According to The Wall Street Journal, the chief executives of some of the nation’s largest company sent a letter to Congress to push for immigration reform. Some of the signatories include the top leaders of Coca-Cola Co., Exelon Corp., Tyson Foods Inc., and McDonald’s Corp. The corporate executives urged for a “practical solution” to undocumented individuals already here, saying that the U.S. “should provide them with an opportunity to come forward and earn their way onto the right side of the law.” While opponents of immigration reform suggest that the CEOs just wanted to drive down wages, the corporate executives maintain that a better immigration system is necessary for the workforce.
Some economics are challenging the theory that rapidly rising labor costs will necessarily cause an increase in inflation. Instead, they attribute inflation to increased profits. Looking at the period between the end of the Great Recession and the first quarter of 2014, labor costs have remained unchanged while profits earned per unit sold have risen almost 9% per year.

* **Directives**:
1) List the companies in the news summary on immigration reform and inflation whose top leaders signed the letter to Congress.
2) Answer these from the news summary on immigration reform and inflation:
(a) Which publication reported the letter to Congress?
(b) What do opponents of immigration reform suggest the CEOs wanted?
(c) By about how much per year have profits earned per unit sold risen?
3) Write the next part of the news summary on immigration reform and inflation, starting after its last sentence.

Pointing records:

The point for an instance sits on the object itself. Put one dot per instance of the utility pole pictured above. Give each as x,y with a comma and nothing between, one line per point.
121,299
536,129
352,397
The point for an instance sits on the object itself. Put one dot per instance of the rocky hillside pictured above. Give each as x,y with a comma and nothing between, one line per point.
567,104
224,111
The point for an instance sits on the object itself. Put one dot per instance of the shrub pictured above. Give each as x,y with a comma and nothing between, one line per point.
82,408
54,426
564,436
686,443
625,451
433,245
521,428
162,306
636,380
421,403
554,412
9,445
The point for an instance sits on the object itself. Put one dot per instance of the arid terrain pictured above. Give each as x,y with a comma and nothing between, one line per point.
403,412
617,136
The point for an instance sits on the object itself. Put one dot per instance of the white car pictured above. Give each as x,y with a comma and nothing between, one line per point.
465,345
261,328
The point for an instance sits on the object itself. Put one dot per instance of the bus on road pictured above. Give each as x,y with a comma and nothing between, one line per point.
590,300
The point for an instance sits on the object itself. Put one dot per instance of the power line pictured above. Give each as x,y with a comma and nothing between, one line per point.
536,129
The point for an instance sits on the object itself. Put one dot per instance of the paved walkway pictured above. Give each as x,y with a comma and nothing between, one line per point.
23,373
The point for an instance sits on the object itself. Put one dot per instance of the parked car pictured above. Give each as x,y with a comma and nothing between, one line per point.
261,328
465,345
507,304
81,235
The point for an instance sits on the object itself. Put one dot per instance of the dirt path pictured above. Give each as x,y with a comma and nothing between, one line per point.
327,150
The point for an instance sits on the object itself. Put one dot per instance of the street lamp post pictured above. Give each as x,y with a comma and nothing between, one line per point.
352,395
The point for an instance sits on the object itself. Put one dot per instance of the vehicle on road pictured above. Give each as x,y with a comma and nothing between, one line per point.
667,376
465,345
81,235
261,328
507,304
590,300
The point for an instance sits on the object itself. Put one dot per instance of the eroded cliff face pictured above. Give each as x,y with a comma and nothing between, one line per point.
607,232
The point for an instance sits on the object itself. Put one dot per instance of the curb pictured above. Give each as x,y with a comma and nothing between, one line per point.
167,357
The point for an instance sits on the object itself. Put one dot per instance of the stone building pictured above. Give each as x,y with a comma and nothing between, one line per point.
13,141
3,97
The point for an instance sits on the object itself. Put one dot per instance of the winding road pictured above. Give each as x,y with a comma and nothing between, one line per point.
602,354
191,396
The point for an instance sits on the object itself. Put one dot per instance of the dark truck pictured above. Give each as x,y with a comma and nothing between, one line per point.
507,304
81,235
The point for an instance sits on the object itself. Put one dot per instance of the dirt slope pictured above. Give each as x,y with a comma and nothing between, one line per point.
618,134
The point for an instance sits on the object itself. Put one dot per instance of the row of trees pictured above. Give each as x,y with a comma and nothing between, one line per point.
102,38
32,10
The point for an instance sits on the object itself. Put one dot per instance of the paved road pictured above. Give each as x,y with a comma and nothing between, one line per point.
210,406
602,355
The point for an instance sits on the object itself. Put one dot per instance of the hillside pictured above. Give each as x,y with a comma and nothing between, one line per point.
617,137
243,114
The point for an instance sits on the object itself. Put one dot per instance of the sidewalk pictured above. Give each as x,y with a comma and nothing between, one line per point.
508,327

* **Responses to the exercise**:
1) Coca-Cola Co., Exelon Corp., Tyson Foods Inc., McDonald's Corp.

2)
(a) The Wall Street Journal
(b) To drive down wages
(c) Almost 9% per year

3)
In mental health news, The LA Times reports that Americans who are “long-term unemployed” (unemployed for at least 27 weeks) face a heightened risk of depression. About 18% of long-term unemployed individuals said that they were depressed compared with 12.3% of short-term unemployed individuals, 8% of individuals who worked part-time, and 5.6% of individuals who worked full-time. Approximately 3.4 million Americans were long-term unemployed as of May 2014.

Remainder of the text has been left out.